BRIEF: An exact copy of all records is expected, minus the images.

SUPPLIED RECORDS:
######

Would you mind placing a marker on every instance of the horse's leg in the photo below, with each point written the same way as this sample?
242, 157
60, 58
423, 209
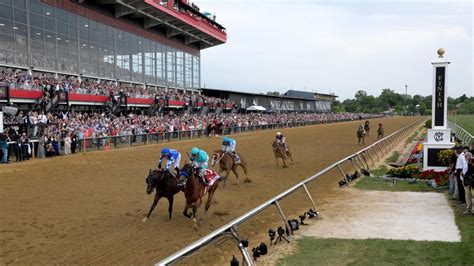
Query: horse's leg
210, 196
284, 162
234, 169
244, 166
155, 201
185, 212
170, 206
195, 207
225, 177
289, 155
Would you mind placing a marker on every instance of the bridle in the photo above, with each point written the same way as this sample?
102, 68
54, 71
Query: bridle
214, 161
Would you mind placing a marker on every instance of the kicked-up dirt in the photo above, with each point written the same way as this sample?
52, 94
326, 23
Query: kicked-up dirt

######

RESULT:
Would you mind placing a marker on every instance of the horse's leg in the photo below, with each point written the same way as this sample?
242, 157
60, 58
423, 209
Query: horse's leg
210, 196
284, 162
234, 169
244, 166
155, 201
185, 212
170, 206
195, 207
225, 177
289, 155
Would you mind placing a marker on every instance of the bridle in the photo above, with each point written the same way as this sample?
102, 68
54, 71
Query: bridle
214, 161
Would you mind placing a marker on every instance of the kicked-up dirt in the photo above, with each point written the same way as this sample?
52, 94
326, 23
Query: kicked-up dirt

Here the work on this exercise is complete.